- [List of tasks]:
a) According to the Genesis Prize article, where was the ceremony in which Netanyahu presented Michael Douglas with the prize held?
b) Can you translate this sentence from the Genesis Prize article into Spanish: "Democracies are tested under fire."

Michael Douglas and Prime Minister Binyamin Netanyahu
Michael Douglas and Prime Minister Binyamin NetanyahuKobi Gideon/GPO

Prime Minister Binyamin Netanyahu on Thursday evening presented actor Michael Douglas with the Genesis Prize, in a special ceremony at the Jerusalem Theater.

The Genesis Prize is awarded annually by the Genesis Prize Foundation, in partnership with the Office of the Prime Minister of the State of Israel and the Jewish Agency for Israel, to individuals who have accomplished major life achievements, and are advocates for the Jewish community and Israel. Douglas, said the Foundation, fits both criteria.

Speaking at the ceremony, Netanyahu said, "Israel is a beacon of technology and innovation. It is a beacon of liberty and freedom and life in a region entirely submerged in darkness and tyranny.”

“Democracies are tested under fire. And we have been tested since day one. However, we maintain our values,” he continued. “We built a vibrant democracy, a democracy where Jews and non-Jews are equal under the law, in the one and only Jewish state. Jews can come here and live as free people and they can come here from all over the world. All Jews can feel at home here. And as Prime Minister of Israel, I am committed to preserving the unity of the Jewish people and will continue to oppose any attempt to divide the Jewish people and to delegitimize one community or another. Everyone will be welcome here - Reform, Conservative, and Orthodox. All of them.”

“The great irony is of course that Israel, that free, vibrant and incredibly dynamic democracy, is the most maligned on earth,” the Prime Minister said. “Most of the resolutions adopted by the UN Human Rights Council deal with Israel, more than North Korea, Iran, Sudan and Syria. Such a flux of unjust criticism, every day and every hour, eventually takes the form of a self-evident truth. That is the nature of defamation. And under this attack, it is very easy to bow down. But I want to tell you that the days in which the Jewish people bowed down their heads are gone. Since the establishment of the Jewish state, we resist. It’s not that the attacks on Jews stopped with the creation of the State of Israel, but that we have the ability to resist. This is something new, it's something our people did not have for centuries.”

Douglas has said he plans to direct his prize money toward promoting activities designed to raise awareness of inclusiveness and diversity in Judaism.

World Jewish Congress President Ronald S. Lauder met Douglas in Jerusalem earlier this week, and expressed his admiration for Douglas's efforts against anti-Semitism and BDS, as well as his fight against the delegitimization attempts against Israel.

(Stored data entries)
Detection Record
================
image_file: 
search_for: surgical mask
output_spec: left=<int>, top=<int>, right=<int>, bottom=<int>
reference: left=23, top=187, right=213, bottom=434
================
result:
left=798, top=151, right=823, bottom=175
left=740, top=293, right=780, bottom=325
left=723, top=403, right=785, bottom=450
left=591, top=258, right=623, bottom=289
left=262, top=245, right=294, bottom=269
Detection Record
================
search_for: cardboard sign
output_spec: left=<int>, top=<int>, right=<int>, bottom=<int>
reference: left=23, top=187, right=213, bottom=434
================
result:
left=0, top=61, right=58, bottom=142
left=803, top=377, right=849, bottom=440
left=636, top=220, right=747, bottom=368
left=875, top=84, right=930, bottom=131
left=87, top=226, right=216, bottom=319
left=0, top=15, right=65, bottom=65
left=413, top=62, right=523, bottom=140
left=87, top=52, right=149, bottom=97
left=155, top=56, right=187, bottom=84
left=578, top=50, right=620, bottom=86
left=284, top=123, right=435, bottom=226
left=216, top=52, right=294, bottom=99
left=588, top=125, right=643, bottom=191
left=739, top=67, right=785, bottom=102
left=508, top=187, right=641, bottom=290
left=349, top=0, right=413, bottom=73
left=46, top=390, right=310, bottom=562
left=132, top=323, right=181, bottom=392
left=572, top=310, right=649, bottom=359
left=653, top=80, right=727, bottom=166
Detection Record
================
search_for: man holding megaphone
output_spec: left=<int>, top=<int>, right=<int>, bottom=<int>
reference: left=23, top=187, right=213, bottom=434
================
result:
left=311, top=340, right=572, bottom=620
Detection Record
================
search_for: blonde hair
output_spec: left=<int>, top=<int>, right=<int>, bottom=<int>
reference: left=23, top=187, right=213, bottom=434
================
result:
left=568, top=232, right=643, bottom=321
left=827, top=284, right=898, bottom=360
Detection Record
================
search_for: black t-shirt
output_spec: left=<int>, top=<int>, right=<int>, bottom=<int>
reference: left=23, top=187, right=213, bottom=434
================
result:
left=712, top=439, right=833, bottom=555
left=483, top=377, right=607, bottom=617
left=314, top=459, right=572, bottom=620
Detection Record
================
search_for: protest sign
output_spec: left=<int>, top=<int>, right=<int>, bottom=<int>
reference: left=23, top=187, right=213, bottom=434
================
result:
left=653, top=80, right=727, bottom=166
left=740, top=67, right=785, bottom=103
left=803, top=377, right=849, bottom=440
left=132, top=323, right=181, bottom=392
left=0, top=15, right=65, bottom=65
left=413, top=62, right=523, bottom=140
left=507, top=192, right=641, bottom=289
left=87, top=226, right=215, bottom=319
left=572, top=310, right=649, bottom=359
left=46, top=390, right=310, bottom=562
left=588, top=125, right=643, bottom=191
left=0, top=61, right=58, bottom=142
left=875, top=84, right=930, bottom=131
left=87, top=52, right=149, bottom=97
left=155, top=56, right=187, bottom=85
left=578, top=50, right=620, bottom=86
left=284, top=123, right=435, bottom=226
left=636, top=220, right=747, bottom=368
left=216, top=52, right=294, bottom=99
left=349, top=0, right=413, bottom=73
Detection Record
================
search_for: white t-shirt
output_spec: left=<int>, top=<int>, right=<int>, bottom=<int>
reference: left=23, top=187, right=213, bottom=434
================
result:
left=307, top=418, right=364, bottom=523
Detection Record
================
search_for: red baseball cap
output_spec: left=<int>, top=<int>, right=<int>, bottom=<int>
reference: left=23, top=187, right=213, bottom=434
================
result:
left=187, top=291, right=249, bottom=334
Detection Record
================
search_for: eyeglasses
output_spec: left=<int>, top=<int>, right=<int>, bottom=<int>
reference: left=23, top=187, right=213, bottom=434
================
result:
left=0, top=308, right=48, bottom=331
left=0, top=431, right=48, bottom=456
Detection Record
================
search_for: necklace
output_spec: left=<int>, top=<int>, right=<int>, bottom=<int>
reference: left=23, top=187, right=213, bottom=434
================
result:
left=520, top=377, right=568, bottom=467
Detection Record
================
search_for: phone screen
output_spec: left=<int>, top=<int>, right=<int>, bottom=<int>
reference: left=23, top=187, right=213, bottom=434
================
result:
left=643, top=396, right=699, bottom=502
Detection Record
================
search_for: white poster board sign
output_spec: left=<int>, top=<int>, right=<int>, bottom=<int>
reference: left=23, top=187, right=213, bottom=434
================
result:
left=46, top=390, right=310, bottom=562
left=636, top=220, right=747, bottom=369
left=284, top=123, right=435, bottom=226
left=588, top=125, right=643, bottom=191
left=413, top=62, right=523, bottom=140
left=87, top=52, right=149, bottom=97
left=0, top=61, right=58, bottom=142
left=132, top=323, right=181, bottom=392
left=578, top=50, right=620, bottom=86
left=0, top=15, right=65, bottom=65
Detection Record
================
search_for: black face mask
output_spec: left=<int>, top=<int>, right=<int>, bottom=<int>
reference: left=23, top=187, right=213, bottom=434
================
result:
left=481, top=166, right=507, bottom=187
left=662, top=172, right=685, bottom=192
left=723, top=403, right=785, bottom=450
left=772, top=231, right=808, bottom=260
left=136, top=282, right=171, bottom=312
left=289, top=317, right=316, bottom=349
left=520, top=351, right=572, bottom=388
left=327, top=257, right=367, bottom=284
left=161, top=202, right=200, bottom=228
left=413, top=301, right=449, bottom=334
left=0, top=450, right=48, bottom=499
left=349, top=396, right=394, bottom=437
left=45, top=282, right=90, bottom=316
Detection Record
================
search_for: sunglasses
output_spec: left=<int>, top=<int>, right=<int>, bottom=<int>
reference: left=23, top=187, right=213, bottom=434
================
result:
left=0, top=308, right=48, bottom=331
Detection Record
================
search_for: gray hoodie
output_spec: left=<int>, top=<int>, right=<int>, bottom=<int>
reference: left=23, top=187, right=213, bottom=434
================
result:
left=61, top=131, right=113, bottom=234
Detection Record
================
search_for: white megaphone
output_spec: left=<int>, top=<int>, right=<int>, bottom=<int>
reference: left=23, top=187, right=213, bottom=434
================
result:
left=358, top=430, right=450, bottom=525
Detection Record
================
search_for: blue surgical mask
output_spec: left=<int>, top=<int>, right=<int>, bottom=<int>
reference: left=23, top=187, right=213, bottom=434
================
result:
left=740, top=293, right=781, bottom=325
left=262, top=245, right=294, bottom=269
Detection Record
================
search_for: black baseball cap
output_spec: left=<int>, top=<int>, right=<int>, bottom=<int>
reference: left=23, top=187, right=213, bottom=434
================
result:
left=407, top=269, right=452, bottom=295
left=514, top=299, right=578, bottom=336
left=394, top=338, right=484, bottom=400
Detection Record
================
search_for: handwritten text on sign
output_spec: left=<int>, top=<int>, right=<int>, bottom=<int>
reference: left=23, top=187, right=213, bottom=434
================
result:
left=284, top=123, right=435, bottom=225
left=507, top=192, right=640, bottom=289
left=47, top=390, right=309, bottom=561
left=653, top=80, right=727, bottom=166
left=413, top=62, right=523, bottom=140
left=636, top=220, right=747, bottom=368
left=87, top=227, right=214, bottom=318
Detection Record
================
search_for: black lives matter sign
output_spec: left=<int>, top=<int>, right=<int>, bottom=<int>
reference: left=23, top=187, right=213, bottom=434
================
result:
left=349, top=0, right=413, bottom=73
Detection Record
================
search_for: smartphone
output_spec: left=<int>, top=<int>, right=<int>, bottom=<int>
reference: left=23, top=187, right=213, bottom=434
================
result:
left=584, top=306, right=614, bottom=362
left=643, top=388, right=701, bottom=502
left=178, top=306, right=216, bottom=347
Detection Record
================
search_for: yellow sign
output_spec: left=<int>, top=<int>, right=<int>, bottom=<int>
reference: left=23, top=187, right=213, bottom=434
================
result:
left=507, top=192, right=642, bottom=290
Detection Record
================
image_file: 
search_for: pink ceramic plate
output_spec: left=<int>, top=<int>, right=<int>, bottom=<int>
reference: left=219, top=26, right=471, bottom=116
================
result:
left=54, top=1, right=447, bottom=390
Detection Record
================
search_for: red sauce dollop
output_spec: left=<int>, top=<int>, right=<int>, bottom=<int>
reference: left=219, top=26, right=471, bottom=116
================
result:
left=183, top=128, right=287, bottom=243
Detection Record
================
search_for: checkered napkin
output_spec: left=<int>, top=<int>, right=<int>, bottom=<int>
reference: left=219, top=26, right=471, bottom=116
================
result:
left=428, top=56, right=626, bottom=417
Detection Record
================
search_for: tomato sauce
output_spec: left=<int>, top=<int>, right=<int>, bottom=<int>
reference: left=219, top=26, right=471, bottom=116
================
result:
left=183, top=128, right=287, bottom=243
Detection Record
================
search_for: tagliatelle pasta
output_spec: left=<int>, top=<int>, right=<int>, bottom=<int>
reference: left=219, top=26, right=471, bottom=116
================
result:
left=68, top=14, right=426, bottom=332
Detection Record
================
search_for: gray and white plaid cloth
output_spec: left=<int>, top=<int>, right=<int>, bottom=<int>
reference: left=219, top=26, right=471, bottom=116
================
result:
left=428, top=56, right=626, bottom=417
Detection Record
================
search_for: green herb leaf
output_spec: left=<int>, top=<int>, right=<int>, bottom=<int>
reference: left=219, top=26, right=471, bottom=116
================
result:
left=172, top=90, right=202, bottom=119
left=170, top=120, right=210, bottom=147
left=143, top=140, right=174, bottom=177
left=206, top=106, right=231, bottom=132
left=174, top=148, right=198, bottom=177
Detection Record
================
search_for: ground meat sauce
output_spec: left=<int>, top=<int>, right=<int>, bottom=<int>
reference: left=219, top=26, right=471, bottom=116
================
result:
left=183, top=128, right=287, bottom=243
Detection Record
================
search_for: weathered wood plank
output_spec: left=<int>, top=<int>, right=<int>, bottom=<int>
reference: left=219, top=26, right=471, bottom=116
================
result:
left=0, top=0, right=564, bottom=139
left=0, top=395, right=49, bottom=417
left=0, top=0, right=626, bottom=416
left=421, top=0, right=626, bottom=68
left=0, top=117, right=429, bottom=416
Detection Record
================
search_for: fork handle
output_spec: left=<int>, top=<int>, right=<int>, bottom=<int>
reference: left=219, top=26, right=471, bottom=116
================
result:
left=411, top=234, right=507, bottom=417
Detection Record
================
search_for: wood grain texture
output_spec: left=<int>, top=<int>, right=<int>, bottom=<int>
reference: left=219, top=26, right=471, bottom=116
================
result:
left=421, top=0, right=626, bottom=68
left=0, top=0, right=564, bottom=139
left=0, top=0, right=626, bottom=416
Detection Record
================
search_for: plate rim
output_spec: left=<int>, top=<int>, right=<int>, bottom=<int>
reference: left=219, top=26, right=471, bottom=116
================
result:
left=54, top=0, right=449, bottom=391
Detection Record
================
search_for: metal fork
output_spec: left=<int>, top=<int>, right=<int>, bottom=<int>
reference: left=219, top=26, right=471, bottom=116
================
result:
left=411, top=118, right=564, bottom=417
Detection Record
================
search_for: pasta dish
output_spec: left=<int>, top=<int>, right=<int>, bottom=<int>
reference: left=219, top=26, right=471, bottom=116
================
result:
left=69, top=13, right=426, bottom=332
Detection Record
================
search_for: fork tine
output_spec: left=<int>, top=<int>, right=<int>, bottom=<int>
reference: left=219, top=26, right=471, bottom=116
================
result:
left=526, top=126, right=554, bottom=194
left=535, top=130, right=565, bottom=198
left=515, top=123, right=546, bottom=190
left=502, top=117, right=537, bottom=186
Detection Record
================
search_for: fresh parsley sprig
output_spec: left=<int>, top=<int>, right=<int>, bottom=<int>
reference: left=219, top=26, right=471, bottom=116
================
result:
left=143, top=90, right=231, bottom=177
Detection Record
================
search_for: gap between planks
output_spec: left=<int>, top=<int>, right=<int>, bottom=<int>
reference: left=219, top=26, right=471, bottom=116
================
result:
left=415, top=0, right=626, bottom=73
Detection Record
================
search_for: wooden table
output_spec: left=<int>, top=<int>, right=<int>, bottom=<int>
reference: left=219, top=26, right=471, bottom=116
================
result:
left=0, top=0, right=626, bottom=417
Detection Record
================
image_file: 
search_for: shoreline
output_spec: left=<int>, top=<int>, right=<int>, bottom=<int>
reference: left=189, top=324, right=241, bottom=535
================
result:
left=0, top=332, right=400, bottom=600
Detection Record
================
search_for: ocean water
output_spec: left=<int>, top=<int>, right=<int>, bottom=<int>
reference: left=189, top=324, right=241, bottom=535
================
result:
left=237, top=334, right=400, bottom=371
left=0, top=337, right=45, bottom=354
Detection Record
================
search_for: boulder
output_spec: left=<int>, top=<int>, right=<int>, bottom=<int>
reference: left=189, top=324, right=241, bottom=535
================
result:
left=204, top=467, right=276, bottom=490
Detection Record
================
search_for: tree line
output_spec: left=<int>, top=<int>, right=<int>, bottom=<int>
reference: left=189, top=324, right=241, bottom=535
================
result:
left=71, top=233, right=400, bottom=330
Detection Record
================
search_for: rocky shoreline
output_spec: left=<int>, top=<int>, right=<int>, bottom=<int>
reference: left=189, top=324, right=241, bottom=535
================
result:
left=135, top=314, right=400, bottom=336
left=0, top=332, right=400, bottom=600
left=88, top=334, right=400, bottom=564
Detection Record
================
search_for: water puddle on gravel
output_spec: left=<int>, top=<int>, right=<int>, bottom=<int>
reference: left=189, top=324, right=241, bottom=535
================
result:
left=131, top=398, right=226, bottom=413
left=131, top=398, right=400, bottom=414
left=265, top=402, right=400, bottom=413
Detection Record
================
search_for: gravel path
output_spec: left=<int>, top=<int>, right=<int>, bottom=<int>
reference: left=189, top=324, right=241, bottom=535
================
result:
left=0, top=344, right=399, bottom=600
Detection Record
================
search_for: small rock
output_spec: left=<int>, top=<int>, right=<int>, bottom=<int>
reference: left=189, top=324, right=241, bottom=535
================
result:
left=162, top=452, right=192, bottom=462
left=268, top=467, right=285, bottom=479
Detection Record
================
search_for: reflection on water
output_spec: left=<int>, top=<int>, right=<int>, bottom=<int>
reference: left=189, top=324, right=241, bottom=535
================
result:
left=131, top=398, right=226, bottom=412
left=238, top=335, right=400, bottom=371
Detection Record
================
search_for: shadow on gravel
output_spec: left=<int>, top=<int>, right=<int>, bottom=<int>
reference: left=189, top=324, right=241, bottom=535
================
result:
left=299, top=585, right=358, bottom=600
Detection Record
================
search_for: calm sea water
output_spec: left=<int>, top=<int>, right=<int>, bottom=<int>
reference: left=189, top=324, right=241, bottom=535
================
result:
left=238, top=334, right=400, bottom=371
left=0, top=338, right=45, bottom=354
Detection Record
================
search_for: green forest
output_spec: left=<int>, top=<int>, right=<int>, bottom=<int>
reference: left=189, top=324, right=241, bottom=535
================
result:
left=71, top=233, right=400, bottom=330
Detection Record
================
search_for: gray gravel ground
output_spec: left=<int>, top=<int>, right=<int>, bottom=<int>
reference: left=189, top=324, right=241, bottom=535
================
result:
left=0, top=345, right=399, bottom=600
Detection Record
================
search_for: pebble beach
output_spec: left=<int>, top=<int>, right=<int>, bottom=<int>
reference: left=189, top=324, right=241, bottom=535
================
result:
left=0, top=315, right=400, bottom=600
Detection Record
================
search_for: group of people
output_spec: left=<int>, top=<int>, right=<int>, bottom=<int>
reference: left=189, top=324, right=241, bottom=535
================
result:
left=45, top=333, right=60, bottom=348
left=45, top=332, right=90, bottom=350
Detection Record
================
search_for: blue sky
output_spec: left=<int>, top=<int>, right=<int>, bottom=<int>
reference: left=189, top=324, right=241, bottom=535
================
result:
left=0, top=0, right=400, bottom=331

- [Answers by item]:
a) At the Jerusalem Theater.

b) Las democracias se ponen a prueba bajo fuego.